## EXERCISE DESCRIPTION
State how many lines of the records below contain the word "hand". Reply with the number alone.
◇ ◇ ◇
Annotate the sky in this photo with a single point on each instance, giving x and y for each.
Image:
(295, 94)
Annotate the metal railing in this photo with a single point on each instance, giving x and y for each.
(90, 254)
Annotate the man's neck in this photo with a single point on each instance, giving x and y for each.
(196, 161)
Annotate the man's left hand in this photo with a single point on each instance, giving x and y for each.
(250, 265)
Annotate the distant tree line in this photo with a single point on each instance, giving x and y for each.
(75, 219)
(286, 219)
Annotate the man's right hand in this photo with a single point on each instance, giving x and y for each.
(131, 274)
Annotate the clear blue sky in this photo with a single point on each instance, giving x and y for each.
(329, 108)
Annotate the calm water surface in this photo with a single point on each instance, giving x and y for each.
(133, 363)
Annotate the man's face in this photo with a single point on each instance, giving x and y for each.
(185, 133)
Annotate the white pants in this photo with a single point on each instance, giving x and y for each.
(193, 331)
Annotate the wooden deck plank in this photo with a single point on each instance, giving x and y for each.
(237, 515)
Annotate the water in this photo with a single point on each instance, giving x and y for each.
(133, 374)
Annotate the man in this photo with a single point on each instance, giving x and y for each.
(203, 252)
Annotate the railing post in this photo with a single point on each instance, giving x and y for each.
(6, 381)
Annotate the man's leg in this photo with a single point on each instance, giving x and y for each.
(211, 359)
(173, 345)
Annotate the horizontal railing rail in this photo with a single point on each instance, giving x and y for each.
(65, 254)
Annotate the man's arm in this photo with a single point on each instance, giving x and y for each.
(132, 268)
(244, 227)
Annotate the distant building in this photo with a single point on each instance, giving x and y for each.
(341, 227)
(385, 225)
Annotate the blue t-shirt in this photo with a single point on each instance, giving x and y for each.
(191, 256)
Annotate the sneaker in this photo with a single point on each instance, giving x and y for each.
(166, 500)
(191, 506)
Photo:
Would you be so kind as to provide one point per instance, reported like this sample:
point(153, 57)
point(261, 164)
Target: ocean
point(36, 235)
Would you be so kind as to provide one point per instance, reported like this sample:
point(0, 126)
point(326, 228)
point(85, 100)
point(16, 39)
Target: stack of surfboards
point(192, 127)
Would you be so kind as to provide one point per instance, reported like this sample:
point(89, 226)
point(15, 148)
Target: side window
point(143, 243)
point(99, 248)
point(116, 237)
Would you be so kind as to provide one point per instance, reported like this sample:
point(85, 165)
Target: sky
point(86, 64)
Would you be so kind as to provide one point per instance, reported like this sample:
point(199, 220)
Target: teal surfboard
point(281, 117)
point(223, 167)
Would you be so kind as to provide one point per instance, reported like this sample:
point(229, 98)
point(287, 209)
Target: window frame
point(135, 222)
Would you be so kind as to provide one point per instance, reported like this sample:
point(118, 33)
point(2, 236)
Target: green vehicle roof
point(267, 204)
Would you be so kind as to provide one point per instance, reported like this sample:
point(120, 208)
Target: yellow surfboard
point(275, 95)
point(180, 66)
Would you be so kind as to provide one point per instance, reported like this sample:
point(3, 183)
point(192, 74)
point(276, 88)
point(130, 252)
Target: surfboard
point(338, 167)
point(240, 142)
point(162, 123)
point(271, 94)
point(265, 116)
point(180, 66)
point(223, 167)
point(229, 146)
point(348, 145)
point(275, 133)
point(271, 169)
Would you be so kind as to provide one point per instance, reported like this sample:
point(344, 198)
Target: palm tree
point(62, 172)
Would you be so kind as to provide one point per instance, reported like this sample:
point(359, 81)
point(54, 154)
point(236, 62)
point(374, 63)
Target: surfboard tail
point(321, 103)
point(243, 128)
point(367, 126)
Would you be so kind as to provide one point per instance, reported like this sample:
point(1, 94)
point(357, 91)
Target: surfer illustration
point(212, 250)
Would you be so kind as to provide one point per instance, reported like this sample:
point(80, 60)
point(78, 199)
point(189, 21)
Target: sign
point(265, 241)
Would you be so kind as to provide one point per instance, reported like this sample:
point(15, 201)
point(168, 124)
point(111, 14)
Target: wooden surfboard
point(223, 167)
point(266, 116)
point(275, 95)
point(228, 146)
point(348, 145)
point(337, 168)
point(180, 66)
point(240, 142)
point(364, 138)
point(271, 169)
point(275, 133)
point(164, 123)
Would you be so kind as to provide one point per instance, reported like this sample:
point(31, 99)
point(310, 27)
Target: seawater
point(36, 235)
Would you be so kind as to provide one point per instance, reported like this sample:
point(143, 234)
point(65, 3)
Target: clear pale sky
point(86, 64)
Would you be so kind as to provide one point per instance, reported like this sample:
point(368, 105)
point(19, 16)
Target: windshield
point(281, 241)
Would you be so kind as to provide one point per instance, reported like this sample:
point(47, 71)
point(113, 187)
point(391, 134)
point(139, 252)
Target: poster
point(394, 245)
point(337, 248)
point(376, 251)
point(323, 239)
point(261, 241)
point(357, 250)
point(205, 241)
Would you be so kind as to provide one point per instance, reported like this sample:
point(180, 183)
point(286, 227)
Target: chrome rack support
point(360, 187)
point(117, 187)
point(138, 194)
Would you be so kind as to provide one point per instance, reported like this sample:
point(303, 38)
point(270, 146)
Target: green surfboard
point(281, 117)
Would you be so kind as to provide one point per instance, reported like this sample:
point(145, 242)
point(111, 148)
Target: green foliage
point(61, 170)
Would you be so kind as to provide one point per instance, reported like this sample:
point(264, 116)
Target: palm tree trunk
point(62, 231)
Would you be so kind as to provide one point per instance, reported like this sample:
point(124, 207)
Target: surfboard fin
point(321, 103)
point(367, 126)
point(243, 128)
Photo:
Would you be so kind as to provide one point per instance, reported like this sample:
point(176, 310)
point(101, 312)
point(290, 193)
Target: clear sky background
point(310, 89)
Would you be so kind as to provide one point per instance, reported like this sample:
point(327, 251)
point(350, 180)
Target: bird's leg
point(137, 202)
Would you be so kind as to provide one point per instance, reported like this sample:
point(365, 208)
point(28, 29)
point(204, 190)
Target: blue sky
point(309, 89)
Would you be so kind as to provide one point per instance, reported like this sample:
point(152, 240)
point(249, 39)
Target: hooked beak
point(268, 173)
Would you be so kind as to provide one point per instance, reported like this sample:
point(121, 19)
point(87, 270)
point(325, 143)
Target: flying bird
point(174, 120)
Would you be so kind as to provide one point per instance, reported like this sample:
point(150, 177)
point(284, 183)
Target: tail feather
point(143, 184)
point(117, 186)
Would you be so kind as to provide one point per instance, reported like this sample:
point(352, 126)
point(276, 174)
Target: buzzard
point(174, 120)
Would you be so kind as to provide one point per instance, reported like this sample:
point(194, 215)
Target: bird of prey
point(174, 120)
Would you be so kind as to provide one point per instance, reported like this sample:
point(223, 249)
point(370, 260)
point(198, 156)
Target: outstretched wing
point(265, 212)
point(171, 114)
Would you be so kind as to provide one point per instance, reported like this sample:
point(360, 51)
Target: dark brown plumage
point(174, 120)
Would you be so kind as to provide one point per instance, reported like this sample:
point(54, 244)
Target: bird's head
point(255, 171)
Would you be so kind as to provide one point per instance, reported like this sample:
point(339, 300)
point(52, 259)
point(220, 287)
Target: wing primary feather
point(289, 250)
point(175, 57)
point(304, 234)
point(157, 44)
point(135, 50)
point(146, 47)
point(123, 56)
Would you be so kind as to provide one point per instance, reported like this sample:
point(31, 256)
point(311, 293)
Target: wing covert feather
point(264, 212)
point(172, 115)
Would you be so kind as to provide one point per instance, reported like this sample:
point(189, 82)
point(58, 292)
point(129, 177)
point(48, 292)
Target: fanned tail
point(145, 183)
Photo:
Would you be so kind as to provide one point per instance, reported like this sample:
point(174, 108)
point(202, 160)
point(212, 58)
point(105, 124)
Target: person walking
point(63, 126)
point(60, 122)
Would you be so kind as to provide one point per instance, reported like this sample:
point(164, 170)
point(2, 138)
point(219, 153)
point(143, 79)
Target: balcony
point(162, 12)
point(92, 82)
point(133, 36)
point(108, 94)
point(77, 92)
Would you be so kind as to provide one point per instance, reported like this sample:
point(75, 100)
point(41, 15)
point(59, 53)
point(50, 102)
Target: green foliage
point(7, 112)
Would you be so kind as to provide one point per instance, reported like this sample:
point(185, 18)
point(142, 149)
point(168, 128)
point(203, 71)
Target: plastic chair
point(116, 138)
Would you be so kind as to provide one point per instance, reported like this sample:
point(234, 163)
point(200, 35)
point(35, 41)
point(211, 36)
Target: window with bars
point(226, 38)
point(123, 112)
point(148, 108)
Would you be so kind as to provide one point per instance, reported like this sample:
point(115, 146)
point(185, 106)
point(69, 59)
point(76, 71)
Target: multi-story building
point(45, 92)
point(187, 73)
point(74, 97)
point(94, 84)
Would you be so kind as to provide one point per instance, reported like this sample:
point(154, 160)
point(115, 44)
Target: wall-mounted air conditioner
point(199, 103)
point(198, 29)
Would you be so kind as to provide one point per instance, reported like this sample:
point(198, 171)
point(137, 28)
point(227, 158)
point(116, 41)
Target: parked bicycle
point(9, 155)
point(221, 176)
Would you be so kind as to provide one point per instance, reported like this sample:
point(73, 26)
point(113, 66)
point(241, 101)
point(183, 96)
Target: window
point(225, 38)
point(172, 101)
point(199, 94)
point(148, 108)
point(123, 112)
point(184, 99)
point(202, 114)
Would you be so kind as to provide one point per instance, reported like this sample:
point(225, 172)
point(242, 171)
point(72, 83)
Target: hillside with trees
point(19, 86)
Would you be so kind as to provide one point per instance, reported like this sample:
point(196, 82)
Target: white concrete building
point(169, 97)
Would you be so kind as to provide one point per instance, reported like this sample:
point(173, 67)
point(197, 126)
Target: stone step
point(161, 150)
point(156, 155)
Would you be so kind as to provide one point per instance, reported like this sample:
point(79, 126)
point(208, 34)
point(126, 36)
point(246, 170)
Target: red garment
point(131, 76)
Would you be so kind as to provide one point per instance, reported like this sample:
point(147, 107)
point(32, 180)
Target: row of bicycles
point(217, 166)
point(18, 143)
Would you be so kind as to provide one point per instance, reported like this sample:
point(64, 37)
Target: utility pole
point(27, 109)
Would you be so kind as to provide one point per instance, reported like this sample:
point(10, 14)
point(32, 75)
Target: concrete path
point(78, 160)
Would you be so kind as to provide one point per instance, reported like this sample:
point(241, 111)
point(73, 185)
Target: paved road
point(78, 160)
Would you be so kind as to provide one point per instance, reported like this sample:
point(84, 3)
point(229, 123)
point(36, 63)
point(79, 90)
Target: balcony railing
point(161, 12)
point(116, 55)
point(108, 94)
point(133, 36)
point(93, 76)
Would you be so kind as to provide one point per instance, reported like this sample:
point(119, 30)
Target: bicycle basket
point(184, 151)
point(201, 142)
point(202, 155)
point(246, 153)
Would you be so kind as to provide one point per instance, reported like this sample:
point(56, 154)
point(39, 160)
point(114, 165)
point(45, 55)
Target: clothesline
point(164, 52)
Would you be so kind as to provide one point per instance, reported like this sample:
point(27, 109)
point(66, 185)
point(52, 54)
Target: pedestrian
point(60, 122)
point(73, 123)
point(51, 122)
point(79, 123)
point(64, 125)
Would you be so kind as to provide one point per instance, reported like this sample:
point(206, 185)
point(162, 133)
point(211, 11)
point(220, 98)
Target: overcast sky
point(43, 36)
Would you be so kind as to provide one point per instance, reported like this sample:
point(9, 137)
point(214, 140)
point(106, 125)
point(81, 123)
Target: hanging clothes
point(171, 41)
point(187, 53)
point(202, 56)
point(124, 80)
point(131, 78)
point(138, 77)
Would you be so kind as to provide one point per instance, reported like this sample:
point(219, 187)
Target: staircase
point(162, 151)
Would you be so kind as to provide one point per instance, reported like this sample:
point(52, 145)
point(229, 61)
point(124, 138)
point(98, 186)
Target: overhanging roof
◇ ◇ ◇
## COMPLETE RESPONSE
2